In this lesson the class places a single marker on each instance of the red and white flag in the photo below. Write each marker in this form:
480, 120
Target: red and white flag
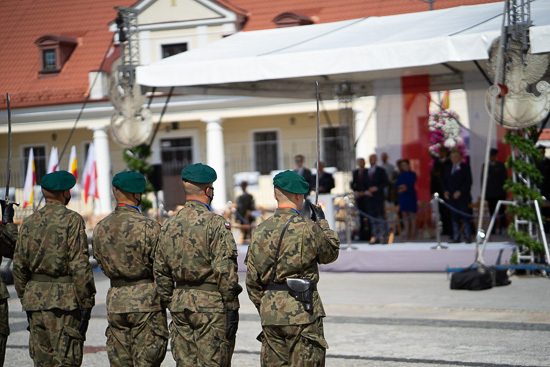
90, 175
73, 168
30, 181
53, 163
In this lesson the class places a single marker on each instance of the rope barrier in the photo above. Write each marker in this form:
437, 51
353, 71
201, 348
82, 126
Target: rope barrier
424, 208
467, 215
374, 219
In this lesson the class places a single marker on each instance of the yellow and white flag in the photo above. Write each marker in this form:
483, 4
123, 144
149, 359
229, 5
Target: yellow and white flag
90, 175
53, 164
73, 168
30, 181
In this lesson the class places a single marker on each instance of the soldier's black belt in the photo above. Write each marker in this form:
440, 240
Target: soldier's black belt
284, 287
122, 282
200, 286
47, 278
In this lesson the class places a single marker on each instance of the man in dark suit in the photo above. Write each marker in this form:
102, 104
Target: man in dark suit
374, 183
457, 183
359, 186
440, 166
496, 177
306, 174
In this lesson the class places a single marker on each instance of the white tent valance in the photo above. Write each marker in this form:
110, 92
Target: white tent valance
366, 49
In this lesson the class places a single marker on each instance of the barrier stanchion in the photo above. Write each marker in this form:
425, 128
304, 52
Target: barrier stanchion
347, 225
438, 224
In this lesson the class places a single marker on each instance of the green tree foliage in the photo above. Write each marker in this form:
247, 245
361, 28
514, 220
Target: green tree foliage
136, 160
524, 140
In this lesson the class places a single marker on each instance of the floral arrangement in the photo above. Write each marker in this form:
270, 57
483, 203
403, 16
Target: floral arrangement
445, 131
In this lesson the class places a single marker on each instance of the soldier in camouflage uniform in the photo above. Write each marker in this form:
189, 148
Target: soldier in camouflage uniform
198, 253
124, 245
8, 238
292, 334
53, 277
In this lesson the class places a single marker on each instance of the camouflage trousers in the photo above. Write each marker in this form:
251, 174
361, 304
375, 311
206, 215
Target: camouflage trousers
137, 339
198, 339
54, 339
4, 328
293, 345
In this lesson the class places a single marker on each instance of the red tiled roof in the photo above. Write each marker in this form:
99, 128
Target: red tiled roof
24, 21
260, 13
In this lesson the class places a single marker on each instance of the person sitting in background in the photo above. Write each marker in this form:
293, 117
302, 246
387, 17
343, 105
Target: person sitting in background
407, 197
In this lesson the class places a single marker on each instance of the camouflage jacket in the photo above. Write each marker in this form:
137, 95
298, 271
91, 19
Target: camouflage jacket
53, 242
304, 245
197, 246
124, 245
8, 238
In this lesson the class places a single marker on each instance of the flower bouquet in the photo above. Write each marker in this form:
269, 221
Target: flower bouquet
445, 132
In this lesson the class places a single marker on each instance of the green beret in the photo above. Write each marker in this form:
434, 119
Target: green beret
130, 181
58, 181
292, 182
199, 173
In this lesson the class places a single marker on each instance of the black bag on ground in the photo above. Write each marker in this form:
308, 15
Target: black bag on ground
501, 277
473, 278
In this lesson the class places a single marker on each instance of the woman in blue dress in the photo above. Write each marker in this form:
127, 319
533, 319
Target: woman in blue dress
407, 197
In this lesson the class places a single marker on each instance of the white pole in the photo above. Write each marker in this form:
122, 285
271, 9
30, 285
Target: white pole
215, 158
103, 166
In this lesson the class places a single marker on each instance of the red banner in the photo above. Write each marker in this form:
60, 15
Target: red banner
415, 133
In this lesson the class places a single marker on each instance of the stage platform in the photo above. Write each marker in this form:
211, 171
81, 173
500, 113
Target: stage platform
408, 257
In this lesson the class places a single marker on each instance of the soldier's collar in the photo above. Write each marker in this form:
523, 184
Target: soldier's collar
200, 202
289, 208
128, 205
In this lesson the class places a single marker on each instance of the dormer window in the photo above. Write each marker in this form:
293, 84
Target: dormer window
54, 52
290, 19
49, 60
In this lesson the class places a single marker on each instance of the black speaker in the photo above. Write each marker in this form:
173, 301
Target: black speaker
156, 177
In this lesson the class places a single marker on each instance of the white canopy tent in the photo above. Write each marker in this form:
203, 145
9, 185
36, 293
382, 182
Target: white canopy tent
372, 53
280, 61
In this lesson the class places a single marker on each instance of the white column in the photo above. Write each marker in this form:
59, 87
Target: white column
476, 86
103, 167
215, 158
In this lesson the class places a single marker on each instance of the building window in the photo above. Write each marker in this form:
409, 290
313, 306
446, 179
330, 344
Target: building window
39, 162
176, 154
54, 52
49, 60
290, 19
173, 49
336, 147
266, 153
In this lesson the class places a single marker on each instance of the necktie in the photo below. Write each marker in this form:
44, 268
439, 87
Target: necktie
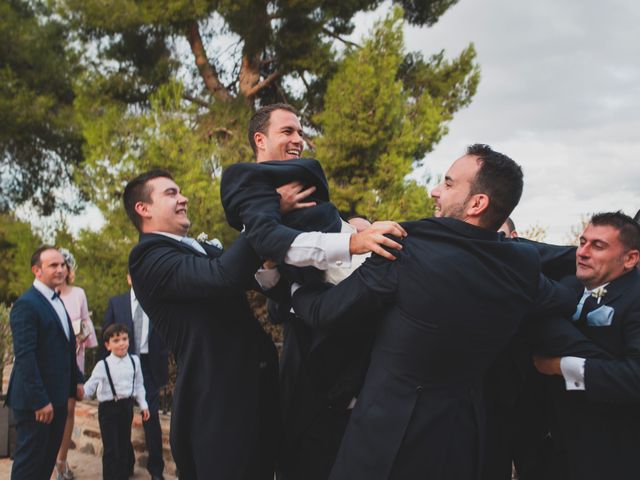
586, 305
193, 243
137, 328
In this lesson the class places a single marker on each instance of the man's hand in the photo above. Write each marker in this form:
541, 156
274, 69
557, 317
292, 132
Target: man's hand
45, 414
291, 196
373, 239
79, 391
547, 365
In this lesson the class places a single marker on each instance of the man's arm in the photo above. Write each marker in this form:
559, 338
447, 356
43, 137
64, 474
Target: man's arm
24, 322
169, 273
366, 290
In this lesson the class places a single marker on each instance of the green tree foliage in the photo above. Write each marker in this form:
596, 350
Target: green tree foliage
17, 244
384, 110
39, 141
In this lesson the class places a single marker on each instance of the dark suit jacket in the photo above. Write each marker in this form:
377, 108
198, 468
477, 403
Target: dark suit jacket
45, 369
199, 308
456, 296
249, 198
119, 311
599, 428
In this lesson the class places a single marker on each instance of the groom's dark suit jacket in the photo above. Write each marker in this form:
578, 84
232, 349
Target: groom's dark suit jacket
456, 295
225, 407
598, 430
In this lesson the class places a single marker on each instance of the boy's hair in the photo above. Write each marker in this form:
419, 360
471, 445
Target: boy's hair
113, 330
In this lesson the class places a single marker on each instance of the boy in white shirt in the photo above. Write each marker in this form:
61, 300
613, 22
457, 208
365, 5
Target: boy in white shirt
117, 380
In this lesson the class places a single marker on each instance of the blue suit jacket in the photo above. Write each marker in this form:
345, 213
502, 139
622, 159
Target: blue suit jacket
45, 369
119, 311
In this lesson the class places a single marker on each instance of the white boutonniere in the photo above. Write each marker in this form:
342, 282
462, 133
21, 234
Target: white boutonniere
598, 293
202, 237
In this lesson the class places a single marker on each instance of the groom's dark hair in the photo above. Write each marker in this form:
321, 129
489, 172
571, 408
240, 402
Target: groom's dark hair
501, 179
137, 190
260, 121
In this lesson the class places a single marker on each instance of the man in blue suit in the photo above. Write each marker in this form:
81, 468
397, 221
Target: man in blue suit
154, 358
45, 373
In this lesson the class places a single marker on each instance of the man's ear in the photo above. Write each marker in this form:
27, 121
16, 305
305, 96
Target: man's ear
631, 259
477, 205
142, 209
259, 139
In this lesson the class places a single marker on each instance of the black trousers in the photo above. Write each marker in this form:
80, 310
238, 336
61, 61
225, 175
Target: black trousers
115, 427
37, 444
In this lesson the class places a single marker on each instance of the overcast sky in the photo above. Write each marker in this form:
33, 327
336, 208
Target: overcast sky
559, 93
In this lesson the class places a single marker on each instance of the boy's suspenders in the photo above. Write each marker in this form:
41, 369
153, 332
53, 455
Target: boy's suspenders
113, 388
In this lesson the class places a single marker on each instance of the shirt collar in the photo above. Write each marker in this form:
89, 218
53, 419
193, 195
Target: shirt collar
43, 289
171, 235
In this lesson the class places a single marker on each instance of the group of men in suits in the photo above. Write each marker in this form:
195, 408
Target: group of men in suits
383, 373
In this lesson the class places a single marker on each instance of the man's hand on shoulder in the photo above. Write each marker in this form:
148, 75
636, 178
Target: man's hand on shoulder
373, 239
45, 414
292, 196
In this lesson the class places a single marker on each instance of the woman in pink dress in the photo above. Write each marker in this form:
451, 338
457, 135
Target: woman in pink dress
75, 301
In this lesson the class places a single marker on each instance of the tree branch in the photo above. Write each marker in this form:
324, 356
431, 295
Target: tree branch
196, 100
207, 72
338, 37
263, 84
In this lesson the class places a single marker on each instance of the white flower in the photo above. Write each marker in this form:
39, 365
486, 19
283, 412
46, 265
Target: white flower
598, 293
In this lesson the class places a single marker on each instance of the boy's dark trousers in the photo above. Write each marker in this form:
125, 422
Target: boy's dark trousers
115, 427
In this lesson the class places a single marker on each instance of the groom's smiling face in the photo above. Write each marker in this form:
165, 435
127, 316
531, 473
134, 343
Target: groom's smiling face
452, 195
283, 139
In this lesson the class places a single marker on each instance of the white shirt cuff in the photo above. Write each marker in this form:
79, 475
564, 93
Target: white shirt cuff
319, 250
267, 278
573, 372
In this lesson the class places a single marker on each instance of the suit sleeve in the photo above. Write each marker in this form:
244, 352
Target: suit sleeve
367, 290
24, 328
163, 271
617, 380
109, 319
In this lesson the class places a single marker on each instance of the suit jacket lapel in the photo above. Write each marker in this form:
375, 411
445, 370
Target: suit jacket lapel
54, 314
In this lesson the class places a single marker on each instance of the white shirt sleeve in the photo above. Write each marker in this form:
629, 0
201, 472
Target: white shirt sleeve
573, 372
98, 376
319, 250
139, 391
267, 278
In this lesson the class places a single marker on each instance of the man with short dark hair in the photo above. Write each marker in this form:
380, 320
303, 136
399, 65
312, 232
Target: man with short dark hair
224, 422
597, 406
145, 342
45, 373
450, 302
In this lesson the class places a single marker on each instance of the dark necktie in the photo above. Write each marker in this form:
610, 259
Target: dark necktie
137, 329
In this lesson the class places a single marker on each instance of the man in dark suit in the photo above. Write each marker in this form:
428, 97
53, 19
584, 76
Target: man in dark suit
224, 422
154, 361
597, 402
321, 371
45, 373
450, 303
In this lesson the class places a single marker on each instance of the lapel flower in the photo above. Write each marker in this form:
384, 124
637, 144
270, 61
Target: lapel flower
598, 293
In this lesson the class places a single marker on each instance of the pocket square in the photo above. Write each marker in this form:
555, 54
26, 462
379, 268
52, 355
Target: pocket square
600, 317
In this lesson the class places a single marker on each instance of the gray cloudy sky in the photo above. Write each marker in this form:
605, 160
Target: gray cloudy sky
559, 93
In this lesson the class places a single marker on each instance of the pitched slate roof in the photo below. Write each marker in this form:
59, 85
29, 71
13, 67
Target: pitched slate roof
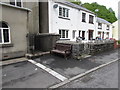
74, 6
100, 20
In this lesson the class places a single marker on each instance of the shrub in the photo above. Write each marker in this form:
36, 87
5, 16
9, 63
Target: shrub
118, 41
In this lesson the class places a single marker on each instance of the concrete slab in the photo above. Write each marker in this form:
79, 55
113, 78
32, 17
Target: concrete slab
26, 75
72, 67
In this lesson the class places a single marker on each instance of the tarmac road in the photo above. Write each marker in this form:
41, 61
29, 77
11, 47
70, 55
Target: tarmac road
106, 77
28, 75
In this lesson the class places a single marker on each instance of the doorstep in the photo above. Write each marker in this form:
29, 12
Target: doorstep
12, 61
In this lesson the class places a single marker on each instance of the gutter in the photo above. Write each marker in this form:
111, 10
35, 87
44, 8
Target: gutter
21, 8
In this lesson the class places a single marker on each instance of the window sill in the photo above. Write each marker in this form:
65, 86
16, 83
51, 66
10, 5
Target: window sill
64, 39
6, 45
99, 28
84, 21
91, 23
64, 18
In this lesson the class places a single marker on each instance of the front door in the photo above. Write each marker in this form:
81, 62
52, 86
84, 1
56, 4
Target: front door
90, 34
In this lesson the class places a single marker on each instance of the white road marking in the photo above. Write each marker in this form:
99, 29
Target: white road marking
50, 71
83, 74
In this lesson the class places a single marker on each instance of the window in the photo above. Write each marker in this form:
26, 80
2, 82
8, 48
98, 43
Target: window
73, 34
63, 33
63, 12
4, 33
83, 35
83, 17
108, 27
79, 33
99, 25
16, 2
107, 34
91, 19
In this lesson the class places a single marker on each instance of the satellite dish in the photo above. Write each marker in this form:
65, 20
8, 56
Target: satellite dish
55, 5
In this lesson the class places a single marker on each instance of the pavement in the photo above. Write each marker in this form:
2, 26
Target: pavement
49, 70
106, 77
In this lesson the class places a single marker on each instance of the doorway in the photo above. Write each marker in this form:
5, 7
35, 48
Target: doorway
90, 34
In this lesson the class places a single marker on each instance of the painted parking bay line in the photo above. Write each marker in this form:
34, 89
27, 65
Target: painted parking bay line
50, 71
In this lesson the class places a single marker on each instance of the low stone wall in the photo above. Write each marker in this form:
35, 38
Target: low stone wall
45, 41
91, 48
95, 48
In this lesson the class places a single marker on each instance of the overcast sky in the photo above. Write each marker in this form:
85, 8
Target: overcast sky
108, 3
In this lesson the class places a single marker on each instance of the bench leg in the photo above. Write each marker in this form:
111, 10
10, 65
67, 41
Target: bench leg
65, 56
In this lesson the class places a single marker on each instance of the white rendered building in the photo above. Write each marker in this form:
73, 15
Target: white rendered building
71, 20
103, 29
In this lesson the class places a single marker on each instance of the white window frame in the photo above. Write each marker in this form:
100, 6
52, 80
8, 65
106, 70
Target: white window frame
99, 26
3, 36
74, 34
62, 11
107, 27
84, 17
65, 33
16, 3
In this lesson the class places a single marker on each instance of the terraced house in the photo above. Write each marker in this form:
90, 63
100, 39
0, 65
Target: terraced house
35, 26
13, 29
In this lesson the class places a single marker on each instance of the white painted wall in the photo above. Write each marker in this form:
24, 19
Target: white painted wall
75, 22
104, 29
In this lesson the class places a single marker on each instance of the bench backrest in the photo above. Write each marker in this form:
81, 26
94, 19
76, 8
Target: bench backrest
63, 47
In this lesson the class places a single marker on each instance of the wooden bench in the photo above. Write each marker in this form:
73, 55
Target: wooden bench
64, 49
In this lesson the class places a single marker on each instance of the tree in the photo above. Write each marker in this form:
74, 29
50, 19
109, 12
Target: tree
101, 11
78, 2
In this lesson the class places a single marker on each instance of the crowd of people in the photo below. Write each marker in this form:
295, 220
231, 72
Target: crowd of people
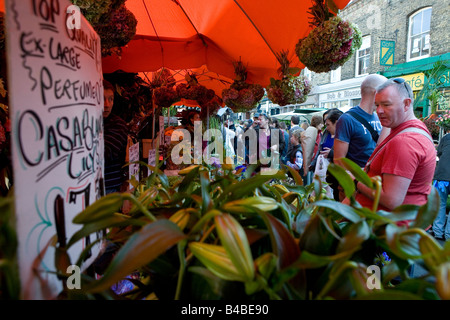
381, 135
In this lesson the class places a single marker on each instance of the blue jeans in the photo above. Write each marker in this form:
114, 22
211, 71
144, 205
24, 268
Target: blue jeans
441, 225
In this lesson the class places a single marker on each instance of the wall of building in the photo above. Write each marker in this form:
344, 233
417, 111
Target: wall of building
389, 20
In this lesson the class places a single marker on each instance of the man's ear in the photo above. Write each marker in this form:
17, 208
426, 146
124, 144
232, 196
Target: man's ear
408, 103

***

▸ What to do:
Find the line that contains "the white painted", then write out that line and every line after it through the end of the records, exactly. Leave the pictures out.

▸ Task solution:
In this lesson the class places a single marker on each instance of the white painted wall in the photo above. Write each marker in this form:
24, 19
Target: white painted wall
75, 22
104, 29
In this lesson the class places a single marker on each instance of the bench backrest in the photo above. Write each marker in this form:
81, 26
94, 19
76, 8
Target: bench backrest
63, 47
In this lesson the class places a single marker on each instance of the wooden bench in the photo above. Write each marker in this form:
73, 55
Target: wooden bench
64, 49
In this lesson the class places a single marker on each instance of the tree in the photo above. Write each marker in this form:
74, 29
50, 19
109, 12
Target: tree
101, 11
78, 2
In this lesson the class places a single marker on each instance of the crowd of people in the photo below. Write each marker in this form:
295, 220
231, 72
Target: crowd of people
381, 135
In this lesson the class places a single marker on each instance of the blue jeans in the photo above. Write each marker in this form:
114, 22
211, 71
144, 205
24, 268
Target: blue jeans
441, 225
In this lesson the class places a single marker on each instance of the wall of building in the photo above. Write each marker in this form:
344, 233
417, 111
Target: wall of building
389, 20
In this lesson the class places a single marker on each instance of the man's ear in the photo above. Write each marker in this form:
17, 208
426, 146
124, 144
232, 196
Target: man's ear
408, 103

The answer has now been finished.